DOCUMENT EXTRACT:
## BEGIN

Re: [tip:sched/core] [sched/fair] 79104becf4: BUG:kernel_NULL_pointer_dereference,address

From: Philip Li

Date: Fri Nov 07 2025 - 05:16:16 EST


On Wed, Nov 05, 2025 at 08:06:32PM +0800, Philip Li wrote:
> On Wed, Nov 05, 2025 at 12:00:26PM +0100, Peter Zijlstra wrote:
> > On Tue, Oct 28, 2025 at 10:30:08AM +0800, Chen, Yu C wrote:
> > > On 10/27/2025 10:09 PM, Peter Zijlstra wrote:
> > > > On Mon, Oct 27, 2025 at 03:07:18PM +0100, Peter Zijlstra wrote:
> > > > > On Mon, Oct 27, 2025 at 02:55:16PM +0100, Peter Zijlstra wrote:
> > > > >
> > > > > > > May I know if you are using the kernel config 0day attached?
> > > > > > > I found that the config 0day attached
> > > > > > > (https://download.01.org/0day-ci/archive/20251021/202510211205.1e0f5223-lkp@xxxxxxxxx/config-6.18.0-rc1-00001-g79104becf42b)
> > > > > > > has
> > > > > > > CONFIG_IA32_EMULATION=y
> > > > > > > CONFIG_IA32_EMULATION_DEFAULT_DISABLED=y
> > > > >
> > > > > Yep, deleting that entry makes it all work.

## END

MATERIAL:
## BEGIN

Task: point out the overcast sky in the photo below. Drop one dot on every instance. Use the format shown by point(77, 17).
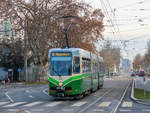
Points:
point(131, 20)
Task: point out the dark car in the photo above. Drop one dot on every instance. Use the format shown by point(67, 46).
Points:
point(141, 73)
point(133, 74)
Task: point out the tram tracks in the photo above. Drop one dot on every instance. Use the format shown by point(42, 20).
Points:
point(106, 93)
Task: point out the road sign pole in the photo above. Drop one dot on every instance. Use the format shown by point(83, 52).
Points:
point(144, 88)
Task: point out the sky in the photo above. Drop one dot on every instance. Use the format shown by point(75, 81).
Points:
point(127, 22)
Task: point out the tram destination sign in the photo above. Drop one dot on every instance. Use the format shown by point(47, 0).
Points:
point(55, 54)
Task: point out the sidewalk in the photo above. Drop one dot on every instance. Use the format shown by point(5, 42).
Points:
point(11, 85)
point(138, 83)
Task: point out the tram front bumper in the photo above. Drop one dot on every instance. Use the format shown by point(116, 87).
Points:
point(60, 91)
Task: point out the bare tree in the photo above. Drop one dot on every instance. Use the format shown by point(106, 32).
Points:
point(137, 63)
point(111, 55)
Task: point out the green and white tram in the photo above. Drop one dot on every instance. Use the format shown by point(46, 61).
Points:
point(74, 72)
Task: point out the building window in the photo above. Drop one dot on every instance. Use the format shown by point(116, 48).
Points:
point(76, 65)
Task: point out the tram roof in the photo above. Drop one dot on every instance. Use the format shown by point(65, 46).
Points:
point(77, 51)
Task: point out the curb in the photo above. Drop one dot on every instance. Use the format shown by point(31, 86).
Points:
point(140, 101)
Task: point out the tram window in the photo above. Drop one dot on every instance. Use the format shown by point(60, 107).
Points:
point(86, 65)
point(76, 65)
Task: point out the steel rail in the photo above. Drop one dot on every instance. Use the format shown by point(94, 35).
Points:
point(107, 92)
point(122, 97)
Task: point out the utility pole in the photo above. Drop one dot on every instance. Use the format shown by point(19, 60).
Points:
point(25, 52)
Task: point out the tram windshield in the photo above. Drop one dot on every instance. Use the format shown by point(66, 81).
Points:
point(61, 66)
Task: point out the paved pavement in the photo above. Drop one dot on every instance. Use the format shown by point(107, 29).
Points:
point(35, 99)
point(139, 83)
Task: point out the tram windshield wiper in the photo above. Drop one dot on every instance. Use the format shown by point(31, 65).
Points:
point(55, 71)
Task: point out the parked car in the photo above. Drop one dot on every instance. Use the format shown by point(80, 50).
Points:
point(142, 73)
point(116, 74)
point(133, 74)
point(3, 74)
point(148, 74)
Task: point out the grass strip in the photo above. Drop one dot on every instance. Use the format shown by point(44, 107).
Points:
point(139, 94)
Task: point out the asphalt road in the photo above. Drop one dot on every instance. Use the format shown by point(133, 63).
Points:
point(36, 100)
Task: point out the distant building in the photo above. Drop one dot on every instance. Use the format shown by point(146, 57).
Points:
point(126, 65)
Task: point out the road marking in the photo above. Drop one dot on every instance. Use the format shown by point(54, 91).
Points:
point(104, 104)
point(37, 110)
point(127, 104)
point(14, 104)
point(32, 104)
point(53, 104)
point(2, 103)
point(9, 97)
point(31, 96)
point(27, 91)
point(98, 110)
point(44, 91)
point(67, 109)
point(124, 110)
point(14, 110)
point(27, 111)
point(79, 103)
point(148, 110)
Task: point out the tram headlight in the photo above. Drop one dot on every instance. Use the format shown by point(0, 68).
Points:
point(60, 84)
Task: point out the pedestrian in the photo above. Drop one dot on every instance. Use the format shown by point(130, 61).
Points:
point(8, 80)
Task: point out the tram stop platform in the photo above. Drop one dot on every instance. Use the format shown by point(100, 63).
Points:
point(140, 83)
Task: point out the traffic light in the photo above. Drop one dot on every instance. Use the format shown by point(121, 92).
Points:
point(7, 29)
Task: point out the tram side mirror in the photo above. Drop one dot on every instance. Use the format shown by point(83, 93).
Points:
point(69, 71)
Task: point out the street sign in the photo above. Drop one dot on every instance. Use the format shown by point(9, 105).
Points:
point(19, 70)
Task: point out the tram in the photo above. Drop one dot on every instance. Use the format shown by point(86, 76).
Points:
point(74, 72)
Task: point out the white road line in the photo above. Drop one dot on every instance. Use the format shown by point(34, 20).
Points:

## END

DIRECTIONS FOR THIS TASK:
Please continue the kernel mailing list thread about the sched/fair NULL pointer dereference from where it stops.

RESPONSE FOR THIS EXERCISE:
> > > >
> > > > 'work' might be over stating, it boots and starts trinity, which then
> > > > promptly (as in a handful of seconds) triggers OOM and dies. Not
> > > > actually reproducing the NULL deref I was looking for.
> > >
> > > Change the following line in job-script
> > > export memory='16G'
> > > to
> > > export memory='64G'
> > > ?
> >
> > Yes, that seems to help.
> >
> > > I had a try and can reproduce the NULL except at first run:
> >
> > Took me two runs, but yes, I can see it now.
> >
> > Anyway, this is two bugs in the robot, can we please fix all this to not
> > happen again?
>
> Got it, I will dig into the detail to understand the difference of local
> reproduce and internal cluster run. The image, kconfig, and memory
> are exactly the same for actual robot run and provided reproduce instruction,
> since the attachment is reproduced from the job execution. I didn't find the
> cause quickly, and i will be back to this asap and provide update.
>
> >
> > - .config has 32bit disabled while robot provides 32bit images. Clearly
> > the actual robot runs 64bit images and the reproduction should
> > provide those too.

Some update that this one is resolved, the cluster run has set ia32_emulation=on
in kernel cmdline, which is missed to set in the reproduce step.

> >
> > - job description is inaccurate in the amount of memory required.

Got it, the cluster run with 16G has 40% rate (in about 20 runs), now i
have increased the memory to 32G so it will reduce the OOM chance in local
reproduction.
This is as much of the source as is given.